Task prompt: Reproduce the listing below with "put a dot on each instance" renamed to "mark every instance with a point" wherever it occurs, keeping everything else the same. Leave the pictures out of your answer.

Extracted data listing
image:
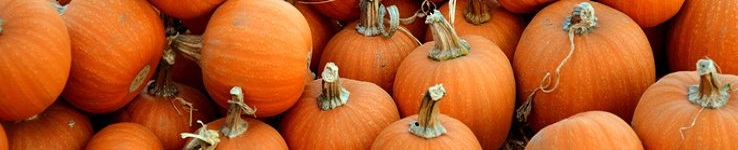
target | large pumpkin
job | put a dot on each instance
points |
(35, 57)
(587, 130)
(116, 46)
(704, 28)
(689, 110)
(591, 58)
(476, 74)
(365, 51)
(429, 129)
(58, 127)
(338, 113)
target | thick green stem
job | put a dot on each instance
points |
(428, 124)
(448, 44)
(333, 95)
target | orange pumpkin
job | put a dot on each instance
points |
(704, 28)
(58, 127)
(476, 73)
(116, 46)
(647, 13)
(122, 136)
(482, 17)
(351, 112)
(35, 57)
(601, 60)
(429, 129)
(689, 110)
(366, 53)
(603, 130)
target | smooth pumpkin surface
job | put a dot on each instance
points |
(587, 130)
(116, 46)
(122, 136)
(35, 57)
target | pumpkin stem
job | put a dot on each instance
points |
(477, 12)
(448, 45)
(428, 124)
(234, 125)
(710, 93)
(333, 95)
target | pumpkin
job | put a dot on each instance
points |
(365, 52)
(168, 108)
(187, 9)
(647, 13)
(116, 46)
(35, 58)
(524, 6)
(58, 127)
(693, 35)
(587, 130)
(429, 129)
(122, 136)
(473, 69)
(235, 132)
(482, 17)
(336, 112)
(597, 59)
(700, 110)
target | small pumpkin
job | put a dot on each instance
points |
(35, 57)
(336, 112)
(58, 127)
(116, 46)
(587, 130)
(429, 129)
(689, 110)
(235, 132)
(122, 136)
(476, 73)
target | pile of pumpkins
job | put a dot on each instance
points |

Solution for this task:
image:
target | large pumpkin
job | mark every instance with a point
points |
(35, 57)
(587, 130)
(116, 46)
(704, 28)
(689, 110)
(591, 58)
(476, 74)
(365, 51)
(429, 129)
(58, 127)
(338, 113)
target | thick green stem
job | mark every instance with a point
points |
(428, 124)
(448, 44)
(333, 95)
target | orange pumpkin
job | mark every instance with a point
points |
(704, 28)
(58, 127)
(476, 73)
(116, 46)
(647, 13)
(122, 136)
(482, 17)
(351, 112)
(35, 57)
(601, 60)
(429, 129)
(689, 110)
(366, 53)
(603, 130)
target | smooth pumpkin surface
job | mark every instance with a point
points |
(587, 130)
(116, 46)
(122, 136)
(35, 57)
target | pumpkin stem
job | mark every instance with a point
points |
(477, 12)
(448, 45)
(428, 124)
(234, 125)
(710, 93)
(333, 95)
target | pumpkin
job | mark every instance with a point
points |
(365, 52)
(168, 108)
(187, 9)
(647, 13)
(116, 46)
(35, 58)
(524, 6)
(58, 127)
(693, 35)
(587, 130)
(429, 129)
(122, 136)
(473, 69)
(235, 132)
(482, 17)
(336, 112)
(597, 59)
(700, 110)
target | small pumpkin
job | mark every instance with a point
points |
(35, 57)
(336, 112)
(58, 127)
(116, 46)
(587, 130)
(429, 129)
(689, 110)
(235, 132)
(122, 136)
(476, 73)
target | pile of pumpkins
job | mark every instance with a point
points |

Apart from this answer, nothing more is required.